* **Exercise brief**
Reproduce verbatim the lines of the entries below, from the line containing "Identify the position of each instance of the man's blue" through the line containing "[(425, 241)]", with both of those lines included.

* **Entries**
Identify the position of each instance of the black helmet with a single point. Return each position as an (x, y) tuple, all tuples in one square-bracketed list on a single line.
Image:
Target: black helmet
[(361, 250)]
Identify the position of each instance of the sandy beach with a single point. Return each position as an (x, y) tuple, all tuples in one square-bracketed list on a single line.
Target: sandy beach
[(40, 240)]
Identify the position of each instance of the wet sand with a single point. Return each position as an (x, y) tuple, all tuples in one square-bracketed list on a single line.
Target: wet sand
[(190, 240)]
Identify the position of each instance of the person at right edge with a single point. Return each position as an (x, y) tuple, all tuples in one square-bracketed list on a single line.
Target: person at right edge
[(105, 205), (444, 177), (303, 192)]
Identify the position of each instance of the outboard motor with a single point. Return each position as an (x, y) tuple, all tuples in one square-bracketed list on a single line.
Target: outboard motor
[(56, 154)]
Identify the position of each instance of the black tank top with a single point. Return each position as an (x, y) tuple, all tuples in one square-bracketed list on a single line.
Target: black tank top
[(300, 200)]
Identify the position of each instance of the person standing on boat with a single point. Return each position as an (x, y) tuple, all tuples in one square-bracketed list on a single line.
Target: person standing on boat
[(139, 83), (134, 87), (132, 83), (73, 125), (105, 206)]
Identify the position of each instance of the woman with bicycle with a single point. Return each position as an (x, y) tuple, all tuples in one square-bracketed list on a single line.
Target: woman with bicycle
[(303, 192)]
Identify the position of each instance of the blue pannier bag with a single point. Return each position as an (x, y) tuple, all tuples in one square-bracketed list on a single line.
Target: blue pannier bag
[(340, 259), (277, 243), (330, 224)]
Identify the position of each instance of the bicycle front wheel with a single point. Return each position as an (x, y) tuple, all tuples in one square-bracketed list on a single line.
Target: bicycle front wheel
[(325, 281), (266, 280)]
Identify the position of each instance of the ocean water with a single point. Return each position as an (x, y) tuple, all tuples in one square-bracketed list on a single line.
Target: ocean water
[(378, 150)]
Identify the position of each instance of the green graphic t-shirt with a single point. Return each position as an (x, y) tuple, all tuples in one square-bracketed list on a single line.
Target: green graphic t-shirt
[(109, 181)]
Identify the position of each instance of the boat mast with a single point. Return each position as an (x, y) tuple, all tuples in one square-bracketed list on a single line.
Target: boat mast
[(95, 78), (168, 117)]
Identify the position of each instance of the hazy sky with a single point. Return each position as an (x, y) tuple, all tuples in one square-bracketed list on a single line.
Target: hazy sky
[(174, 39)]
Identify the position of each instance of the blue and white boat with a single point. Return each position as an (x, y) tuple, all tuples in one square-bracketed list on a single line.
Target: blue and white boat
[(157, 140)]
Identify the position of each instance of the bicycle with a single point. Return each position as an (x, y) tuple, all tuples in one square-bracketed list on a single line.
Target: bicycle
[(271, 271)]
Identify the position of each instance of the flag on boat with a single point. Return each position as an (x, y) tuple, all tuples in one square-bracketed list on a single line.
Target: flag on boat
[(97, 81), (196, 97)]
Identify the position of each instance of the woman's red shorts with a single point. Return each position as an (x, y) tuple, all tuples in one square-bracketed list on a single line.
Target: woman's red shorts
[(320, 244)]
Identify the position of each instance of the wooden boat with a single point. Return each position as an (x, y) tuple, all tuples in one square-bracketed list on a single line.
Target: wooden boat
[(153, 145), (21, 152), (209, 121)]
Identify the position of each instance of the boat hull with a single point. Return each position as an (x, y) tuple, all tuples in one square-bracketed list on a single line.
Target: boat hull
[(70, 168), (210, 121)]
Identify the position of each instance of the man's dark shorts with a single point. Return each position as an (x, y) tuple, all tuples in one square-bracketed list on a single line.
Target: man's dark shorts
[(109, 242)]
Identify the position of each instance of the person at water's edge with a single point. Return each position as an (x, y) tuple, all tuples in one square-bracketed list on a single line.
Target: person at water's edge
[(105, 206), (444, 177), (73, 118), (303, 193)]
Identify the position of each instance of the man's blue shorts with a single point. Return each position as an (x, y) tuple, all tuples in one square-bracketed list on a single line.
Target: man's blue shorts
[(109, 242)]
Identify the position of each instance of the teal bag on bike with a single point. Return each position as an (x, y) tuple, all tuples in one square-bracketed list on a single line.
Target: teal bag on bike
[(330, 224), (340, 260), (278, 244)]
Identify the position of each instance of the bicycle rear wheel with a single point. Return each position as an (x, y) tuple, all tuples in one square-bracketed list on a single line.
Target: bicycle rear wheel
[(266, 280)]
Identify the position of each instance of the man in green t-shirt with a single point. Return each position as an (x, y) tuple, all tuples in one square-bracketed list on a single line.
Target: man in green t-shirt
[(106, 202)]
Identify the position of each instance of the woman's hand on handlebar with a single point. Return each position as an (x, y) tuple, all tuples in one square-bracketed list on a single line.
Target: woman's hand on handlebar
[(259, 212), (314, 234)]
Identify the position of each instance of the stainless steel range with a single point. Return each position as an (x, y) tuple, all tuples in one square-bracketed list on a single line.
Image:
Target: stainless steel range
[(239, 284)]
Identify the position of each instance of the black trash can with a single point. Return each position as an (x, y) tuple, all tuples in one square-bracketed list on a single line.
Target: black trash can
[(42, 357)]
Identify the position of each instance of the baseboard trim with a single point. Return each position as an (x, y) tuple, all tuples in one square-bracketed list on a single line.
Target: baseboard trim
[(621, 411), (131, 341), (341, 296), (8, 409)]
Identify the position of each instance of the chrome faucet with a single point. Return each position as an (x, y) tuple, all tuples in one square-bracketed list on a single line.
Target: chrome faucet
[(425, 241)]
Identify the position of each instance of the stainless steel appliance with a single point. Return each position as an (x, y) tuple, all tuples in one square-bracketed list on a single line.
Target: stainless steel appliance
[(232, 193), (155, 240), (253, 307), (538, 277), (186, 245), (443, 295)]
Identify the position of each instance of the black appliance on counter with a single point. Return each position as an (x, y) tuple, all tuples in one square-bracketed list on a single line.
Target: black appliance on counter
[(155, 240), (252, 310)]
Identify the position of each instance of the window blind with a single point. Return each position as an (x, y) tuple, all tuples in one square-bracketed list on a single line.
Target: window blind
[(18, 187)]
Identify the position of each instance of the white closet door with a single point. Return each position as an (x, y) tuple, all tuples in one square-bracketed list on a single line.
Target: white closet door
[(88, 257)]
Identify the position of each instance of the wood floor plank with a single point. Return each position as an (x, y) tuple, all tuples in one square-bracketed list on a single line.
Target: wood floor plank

* **Output**
Identify the position of each instance of the man's blue shorts with a single point. Return each position as an (x, y) tuple, all tuples in one square-bracketed list on a single line.
Target: man's blue shorts
[(109, 242)]
Identify the position of each instance of the teal bag on bike with a single point. Return each position as an (x, y) tuple, all tuples in one square-bracketed list on a single line.
Target: teal bag on bike
[(330, 224), (340, 260), (278, 244)]
Identify the position of each instance of the bicycle rear wheel with a single point. Return each position as an (x, y) tuple, all tuples in one square-bracketed list on a single line.
Target: bicycle rear wheel
[(266, 280)]
Identify the position of each instance of the man in green t-shirt with a single point. Return each position as an (x, y) tuple, all tuples in one square-bracketed list on a single line.
Target: man in green t-shirt
[(106, 202)]
Identify the position of each instance of the woman's hand on handlebar with a single point. Return each position as an (x, y) tuple, all tuples in one square-bracketed list on a single line.
Target: woman's hand on handlebar
[(259, 212), (314, 234)]
Identify the position of each instance of the stainless steel range with a single point. Return each position as an (x, y) tuple, all tuples in one square-bracketed list on a single line.
Image:
Target: stainless steel range
[(239, 284)]
Identify the position of each instance of the black trash can with a single point. Return each position as an (x, y) tuple, all tuples in one square-bracketed list on a single line.
Target: black trash can
[(42, 357)]
Identify the position of each instance of the baseboard trim with a single point. Return each position as an (x, y) tuple, all tuples in one square-bracketed list on a single line.
Target: baseboard trim
[(621, 411), (131, 341), (341, 296), (8, 409)]
Identify the position of each instance of the chrome faucet with a single point. Return each position as an (x, y) tuple, all tuples in one square-bracketed list on a single line.
Target: chrome faucet
[(425, 241)]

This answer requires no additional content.